Point placement records:
+++++
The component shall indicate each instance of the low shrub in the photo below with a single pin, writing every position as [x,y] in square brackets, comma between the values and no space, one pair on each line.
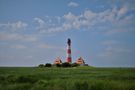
[48,65]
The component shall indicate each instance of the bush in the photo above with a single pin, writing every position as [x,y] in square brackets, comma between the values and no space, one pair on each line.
[58,65]
[48,65]
[41,65]
[26,79]
[66,64]
[75,65]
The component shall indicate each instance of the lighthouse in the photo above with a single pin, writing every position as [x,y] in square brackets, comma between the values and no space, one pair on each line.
[69,58]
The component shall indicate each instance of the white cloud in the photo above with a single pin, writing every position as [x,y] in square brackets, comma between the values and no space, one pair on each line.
[109,42]
[86,20]
[110,51]
[19,25]
[47,46]
[18,46]
[73,4]
[15,36]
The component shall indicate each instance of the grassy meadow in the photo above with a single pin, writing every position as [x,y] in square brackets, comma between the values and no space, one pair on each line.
[78,78]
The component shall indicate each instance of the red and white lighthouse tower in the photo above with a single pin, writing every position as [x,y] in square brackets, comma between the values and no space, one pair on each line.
[69,58]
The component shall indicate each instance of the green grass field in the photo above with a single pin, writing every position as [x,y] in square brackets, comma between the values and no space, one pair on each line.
[80,78]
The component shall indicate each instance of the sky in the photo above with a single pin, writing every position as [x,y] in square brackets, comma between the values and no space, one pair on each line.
[34,32]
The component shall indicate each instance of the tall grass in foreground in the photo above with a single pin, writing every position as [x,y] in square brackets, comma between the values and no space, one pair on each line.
[67,78]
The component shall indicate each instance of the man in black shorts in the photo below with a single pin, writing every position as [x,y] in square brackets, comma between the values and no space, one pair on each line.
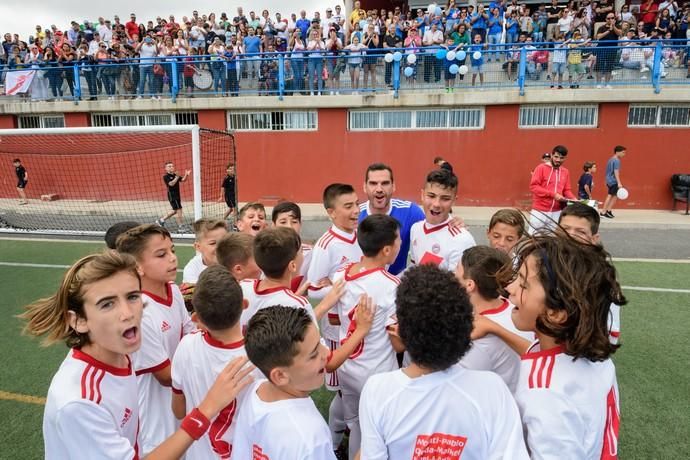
[172,181]
[22,180]
[227,191]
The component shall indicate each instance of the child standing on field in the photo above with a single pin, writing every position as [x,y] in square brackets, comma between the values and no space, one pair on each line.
[172,182]
[165,322]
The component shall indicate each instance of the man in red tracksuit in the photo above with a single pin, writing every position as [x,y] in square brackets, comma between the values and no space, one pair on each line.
[550,187]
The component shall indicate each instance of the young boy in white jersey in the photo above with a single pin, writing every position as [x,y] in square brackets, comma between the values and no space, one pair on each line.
[278,420]
[207,233]
[434,408]
[278,254]
[164,323]
[567,391]
[433,240]
[337,247]
[251,218]
[477,274]
[379,237]
[92,408]
[289,214]
[235,251]
[201,356]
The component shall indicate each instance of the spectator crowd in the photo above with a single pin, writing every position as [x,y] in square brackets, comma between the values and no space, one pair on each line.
[137,58]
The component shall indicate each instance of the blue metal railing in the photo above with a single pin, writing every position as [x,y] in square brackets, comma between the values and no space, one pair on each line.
[653,64]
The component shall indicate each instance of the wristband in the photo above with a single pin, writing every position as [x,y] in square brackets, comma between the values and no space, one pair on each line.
[195,424]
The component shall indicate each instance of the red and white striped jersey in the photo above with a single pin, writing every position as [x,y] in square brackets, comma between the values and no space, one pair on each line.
[163,324]
[91,411]
[196,365]
[439,244]
[568,406]
[332,251]
[490,353]
[258,299]
[375,353]
[451,414]
[289,429]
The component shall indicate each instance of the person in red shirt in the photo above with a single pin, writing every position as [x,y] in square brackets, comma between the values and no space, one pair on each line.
[550,187]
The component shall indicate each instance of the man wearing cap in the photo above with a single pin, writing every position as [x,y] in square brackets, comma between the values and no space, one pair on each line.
[550,187]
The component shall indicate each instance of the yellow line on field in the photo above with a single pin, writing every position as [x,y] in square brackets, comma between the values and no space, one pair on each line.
[7,396]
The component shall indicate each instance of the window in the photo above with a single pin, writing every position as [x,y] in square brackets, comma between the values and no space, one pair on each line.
[554,116]
[144,119]
[669,115]
[273,121]
[459,118]
[41,121]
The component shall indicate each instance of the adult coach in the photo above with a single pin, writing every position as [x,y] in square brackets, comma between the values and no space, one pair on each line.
[550,187]
[613,180]
[22,179]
+++++
- _TASK_: Transcribe every entry word for word, but omit the pictures.

- _EXERCISE SOLUTION_:
The component shall indicate each instance of the low shrub in the photo below with a single pin, writing every position as [x,y] in square brackets, comma between the values and no space, one pair on each line.
[48,65]
The component shall indicate each instance of the bush in the photo above with a single pin, writing every position as [x,y] in square brackets, comma between the values and no space, one pair on each line.
[58,65]
[48,65]
[41,65]
[26,79]
[66,64]
[75,65]
The component shall indicate each instance of the lighthouse in the photo above with a single pin, writing every position as [x,y] in square brackets, comma between the values and no space, one pair on each line.
[69,58]
The component shall indicate each instance of the white cloud in the photo above with a single pin, writing every position as [x,y] in square brackets, comma between the values and no space, one pair on each line.
[109,42]
[86,20]
[110,51]
[19,25]
[47,46]
[18,46]
[73,4]
[15,36]
The component shall indicate each instance of the grassy meadow in the photo above with a single pin, writing every position as [x,y] in square brackets, comma between the values and no space, one pair on each line.
[78,78]
The component shall indicate each instance of the red and white lighthouse tower in the photo above with a single pin, writing every position as [x,y] in square brackets, comma between the values and no space, one pair on each line.
[69,58]
The component shall indicate each instance of the green grass field in the photo above with a single pin, writing every position as [x,y] in square brackets, comma between the values and no space, one pair on each line.
[80,78]
The component shall indicate each instance of the sky in the photo above with a single pin, writing every position as [x,y] in square brackets, comma between the values and no space, one pair on each line.
[34,32]
The component shall indicate each instance of the tall grass in foreground in the photo above with a single pin, writing every position as [x,y] in square brackets, comma between the values and no space, one pair on each line.
[67,78]
The component shall indicate each instance of the man in black shorts in the photo below with a single pin, writing every position as [x,y] in square brackets, comma between the values and no space, one pair on each line.
[172,181]
[22,180]
[227,191]
The component shall indicate each instance of the child standing on field in the photo above with a single pin, writing every position as [x,y] in square brackets, comma between the values and no space, one pair on each line.
[172,182]
[165,322]
The component shall indicate each instance of the man in red tracksuit in the photo above with a single pin, writing every position as [x,y] in square brackets, comma between the values and no space, one pair on each line.
[550,187]
The component shall indicate each instance of the young boy in white jersey in the photo above with a single pin, writing every position as [x,y] in square brackets, comma between the values and no space, one pair on each line.
[278,420]
[207,233]
[434,408]
[278,254]
[164,323]
[567,391]
[433,240]
[337,247]
[251,218]
[477,274]
[379,237]
[92,408]
[289,214]
[235,251]
[201,356]
The component shall indicate each instance of the spectator crowd in the photo above with a single pin, writing every position as [x,y] in square brackets, comma between the values and no space, one pair on each line.
[137,58]
The component shall indicate each instance of the blue metal railing in the photo above with a single pin, writing every position as [x,y] in square brackets, comma between the values and no space, one pair on each line.
[653,64]
The component shall indicate each instance of the wristband in the photo above with a single pin, writing every position as [x,y] in square brackets, comma between the values and no space, one pair on each line.
[195,424]
The component shall indicate each instance of the red and white striped jersey in the photo above with a single pin, writing every position as [x,y] in square brackets, comma between the values and no space, one pair on each line.
[163,324]
[91,411]
[196,365]
[439,244]
[568,406]
[332,251]
[490,353]
[258,299]
[375,353]
[451,414]
[289,429]
The component shall indicate each instance of the person in red shirt in the photo above with a single pin, writing every position as [x,y] in square brackets, comma between the values and no space, one pair on each line.
[550,187]
The component shall indicate each instance of the man wearing cap in the photo above with a single pin, writing every position as [x,y] in square brackets, comma between the values and no space, one pair on each line.
[550,187]
The component shall indicate each instance of the yellow line on field in the photo above with a single pin, writing every position as [x,y] in square brackets, comma between the values and no space, one pair on each line.
[7,396]
The component shall indicate each instance of the window in the photo above with a single pin, writing every position as [x,y] in square brackets, comma between the values and no space, one pair on each line.
[554,116]
[144,119]
[669,115]
[273,121]
[459,118]
[41,121]
The component shall indicate each instance of the adult coach in the photo above with a single pin, writing every position as [x,y] in square brackets, comma between the values and no space, one pair on each line.
[550,187]
[613,180]
[22,179]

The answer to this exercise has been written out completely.